SET TASK — Render every line below, together with its answer, as one row of a two-column CSV whose columns are named text and answer. Put each value in a single quoted field and turn any line breaks into spaces.

-- START RECORDED INFORMATION --

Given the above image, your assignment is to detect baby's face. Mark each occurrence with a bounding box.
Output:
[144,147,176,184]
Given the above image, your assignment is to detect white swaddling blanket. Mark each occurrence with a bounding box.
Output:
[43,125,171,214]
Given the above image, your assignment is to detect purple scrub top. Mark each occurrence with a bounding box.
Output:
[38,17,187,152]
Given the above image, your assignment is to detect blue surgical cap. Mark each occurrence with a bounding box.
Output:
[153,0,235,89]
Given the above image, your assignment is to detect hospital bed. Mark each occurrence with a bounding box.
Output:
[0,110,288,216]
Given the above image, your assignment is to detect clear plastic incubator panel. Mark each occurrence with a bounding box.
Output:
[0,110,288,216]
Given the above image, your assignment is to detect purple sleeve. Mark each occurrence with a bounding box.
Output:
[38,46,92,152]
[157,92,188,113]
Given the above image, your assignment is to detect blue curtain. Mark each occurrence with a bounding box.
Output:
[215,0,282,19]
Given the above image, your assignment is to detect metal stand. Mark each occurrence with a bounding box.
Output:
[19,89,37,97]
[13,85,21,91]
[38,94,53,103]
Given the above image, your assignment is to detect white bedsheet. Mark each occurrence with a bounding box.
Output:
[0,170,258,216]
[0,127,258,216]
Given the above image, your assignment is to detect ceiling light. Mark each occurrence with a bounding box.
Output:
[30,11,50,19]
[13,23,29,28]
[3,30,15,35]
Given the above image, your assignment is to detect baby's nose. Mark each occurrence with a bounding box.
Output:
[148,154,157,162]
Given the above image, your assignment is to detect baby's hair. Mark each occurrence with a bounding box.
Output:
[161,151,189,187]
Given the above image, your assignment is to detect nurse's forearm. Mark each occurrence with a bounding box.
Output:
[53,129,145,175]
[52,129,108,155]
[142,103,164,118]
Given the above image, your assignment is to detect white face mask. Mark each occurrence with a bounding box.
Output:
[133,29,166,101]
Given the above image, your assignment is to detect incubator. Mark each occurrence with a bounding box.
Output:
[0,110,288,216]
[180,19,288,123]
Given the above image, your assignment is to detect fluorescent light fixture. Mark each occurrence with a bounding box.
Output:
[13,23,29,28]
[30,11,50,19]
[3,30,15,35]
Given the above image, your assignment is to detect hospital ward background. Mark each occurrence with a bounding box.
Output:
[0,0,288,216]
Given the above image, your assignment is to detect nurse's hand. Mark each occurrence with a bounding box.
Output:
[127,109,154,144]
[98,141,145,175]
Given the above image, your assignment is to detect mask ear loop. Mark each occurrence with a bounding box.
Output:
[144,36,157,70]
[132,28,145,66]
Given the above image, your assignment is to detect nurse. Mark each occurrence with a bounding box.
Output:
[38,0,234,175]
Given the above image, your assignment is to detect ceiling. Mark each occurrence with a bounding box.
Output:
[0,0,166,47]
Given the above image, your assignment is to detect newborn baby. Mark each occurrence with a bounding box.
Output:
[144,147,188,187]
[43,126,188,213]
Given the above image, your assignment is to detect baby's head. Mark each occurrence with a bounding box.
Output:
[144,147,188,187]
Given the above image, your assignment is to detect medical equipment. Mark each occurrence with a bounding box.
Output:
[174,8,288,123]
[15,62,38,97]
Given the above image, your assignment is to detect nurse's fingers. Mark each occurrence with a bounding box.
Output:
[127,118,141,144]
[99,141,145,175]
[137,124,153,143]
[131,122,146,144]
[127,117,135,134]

-- END RECORDED INFORMATION --

OUTPUT OF THE TASK —
text,answer
"Given the above image, your assignment is to detect baby's face. Mark each occurrence with a bounding box. Output:","[144,147,176,184]"
"Given the above image, your assignment is to detect white swaddling blanket. Mark each occurrence with a bounding box. Output:","[43,125,171,214]"
"Given the above image, your assignment is to detect purple scrub top. Mark each occurrence with a bounding box. Output:","[38,17,187,152]"
"Given the above image, your assignment is to detect blue surgical cap. Mark each occurrence with a bounding box. Output:","[153,0,235,89]"
"Given the above image, your assignment is to detect hospital bed. Mark each occurrence with a bounding box. Output:","[0,110,288,216]"
"Given the above image, your assignment is to detect clear plastic incubator panel. Mark each occurrence with a bounding box. Output:","[0,110,288,216]"
"Given the above image, your assignment is to detect purple sleeve. Mark each occurrence with a bounding box. Output:","[38,46,92,152] [157,92,188,113]"
"Given the above image, your assignment is to detect blue curtain. Mark each occurrence with a bounding box. Output:","[215,0,282,19]"
"Given the above image, your assignment is to detect metal stand. Mark each occurrence with a bounding box. Output:","[19,89,37,97] [13,85,21,91] [38,94,53,103]"
"Given the above image, your assignment is to detect white bedsheet. Mark each occurrence with a bounding box. Output:","[0,170,258,216] [0,127,258,216]"
"Given the above image, your assignment is to detect ceiling light. Mark each occurrence with a bounding box. Output:","[30,11,50,19] [13,23,29,28] [3,30,15,35]"
"Given the above image, your assignment is to detect baby's nose. Mark each occurrence with a bounding box. Output:","[148,154,157,162]"
"Given the above image, your assignment is to detect baby's hair. Mark each occurrence with a bounding box. Output:","[161,151,189,187]"
"Given the above image, your assignment is to detect nurse's forearm. Mark each occurrence with a bounding box. Output:","[53,129,145,175] [52,129,108,155] [142,103,164,118]"
"Given the above image, your assignment is to detect white face mask. Mark each occurrence with a bounding box. Output:","[133,29,166,101]"
"Given the above image, your assignment is to detect incubator. Mark each occurrence with a bounding box. Output:","[0,110,288,216] [180,19,288,123]"
"Given the above image, your assignment is to detect fluorescent light fixture. Mark each occurrence with a bounding box. Output:","[13,23,29,28] [30,11,50,19] [3,30,15,35]"
"Given the above image, your assignment is to detect hospital ward background. Mark each occurrence with a bounding box. Output:","[0,0,288,216]"
"Given the above image, your assignment is to detect nurse's hand. Mark each occurrence with a bounding box. Output:","[127,109,154,144] [98,141,145,175]"
"Given the above image, your assignment is to detect mask ear loop. Mark each occurrence with a bounding box. Output:","[144,36,157,70] [132,28,145,66]"
"Given the above image, your assignment is to detect nurse. Mark each occurrence with a bounding box. Output:","[38,0,234,175]"
"Given the above image, your assignment is to detect ceiling. Mark each occurrence with a bounding box. Output:","[0,0,166,47]"
"Given the above image, your assignment is to detect newborn baby. Mark each occurrence with a bounding box. Output:","[144,147,188,187] [43,126,188,213]"
"Given the above image, your assignment is to detect baby's head. Mark each occurrence with a bounding box. Output:","[144,147,188,187]"
"Given the above image, your assignment is to detect medical equipment. Mark each occurrence with a bounding box. Output:","[174,8,288,123] [15,62,38,97]"
"Given the above image, your assignment is to detect nurse's fingers. Mark each occurrence with a bounding box. Output:","[127,118,141,144] [99,141,145,175] [137,124,153,143] [131,122,146,144] [127,117,135,134]"